▶ [Task statement]: Search each line of the data for the word "track"; copy every line where it is found.

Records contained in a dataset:
BEGIN

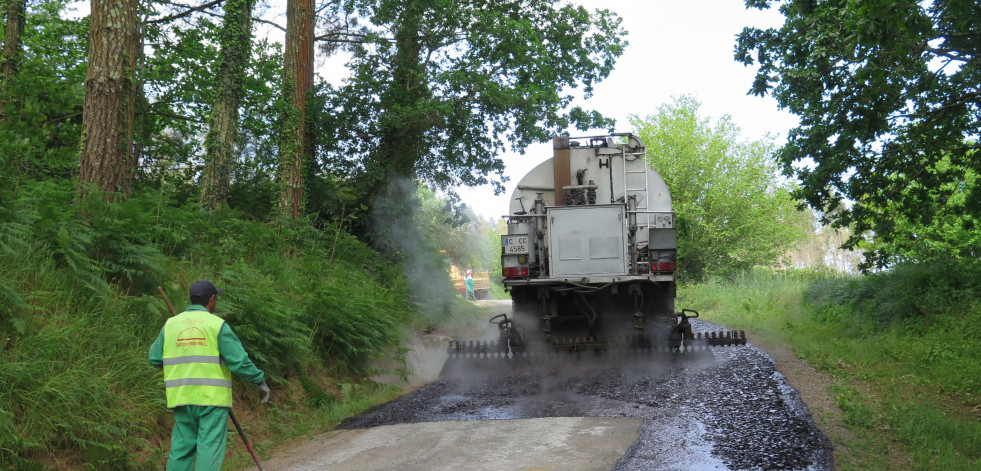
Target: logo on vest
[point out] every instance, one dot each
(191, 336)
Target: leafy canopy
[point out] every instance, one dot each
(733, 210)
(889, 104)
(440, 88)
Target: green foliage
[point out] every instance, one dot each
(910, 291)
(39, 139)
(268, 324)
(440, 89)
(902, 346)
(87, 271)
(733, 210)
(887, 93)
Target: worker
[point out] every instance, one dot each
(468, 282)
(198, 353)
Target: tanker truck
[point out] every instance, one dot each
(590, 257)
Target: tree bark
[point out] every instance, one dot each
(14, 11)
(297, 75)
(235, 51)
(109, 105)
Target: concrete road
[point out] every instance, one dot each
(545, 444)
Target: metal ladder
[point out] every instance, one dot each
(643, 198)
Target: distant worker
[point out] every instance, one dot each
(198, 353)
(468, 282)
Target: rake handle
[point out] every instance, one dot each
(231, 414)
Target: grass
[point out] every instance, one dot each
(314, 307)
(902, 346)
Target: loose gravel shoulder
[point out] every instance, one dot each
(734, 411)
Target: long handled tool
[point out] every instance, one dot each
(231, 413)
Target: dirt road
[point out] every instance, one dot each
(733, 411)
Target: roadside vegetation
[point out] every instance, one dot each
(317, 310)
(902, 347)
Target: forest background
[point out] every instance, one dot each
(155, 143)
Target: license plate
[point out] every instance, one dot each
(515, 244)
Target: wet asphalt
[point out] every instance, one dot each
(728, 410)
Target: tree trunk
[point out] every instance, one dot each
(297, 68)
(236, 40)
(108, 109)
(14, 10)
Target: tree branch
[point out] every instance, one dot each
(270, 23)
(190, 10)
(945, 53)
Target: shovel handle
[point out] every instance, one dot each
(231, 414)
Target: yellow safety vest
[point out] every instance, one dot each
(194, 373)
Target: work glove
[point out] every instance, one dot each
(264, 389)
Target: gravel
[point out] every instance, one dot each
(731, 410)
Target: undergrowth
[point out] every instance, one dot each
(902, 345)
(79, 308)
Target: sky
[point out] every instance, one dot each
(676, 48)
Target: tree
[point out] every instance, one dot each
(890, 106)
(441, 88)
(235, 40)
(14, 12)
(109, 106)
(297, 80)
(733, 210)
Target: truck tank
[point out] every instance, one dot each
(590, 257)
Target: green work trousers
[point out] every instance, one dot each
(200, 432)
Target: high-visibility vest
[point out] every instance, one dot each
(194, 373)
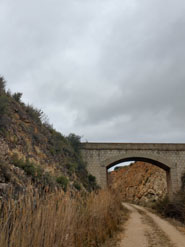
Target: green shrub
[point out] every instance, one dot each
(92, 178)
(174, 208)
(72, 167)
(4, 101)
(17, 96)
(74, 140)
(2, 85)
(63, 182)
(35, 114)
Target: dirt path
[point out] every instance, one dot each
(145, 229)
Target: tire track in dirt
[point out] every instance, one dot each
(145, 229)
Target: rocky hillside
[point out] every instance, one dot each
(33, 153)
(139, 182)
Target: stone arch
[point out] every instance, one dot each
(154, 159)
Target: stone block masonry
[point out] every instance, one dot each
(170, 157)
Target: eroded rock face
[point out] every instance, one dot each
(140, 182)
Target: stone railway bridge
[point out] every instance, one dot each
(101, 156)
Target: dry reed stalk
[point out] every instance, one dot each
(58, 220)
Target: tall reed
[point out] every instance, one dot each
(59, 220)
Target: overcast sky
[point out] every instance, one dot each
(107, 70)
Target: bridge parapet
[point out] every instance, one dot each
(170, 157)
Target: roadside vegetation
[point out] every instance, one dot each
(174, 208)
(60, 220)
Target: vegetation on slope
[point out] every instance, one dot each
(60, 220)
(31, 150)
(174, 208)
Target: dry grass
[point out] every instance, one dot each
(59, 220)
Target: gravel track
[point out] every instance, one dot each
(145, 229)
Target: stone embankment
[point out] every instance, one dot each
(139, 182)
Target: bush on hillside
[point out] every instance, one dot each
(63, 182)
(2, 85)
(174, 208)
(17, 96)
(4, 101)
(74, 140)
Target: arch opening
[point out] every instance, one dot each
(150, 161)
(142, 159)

END

▶ [Reply]:
Target: tire track in dirt
Target: gravel track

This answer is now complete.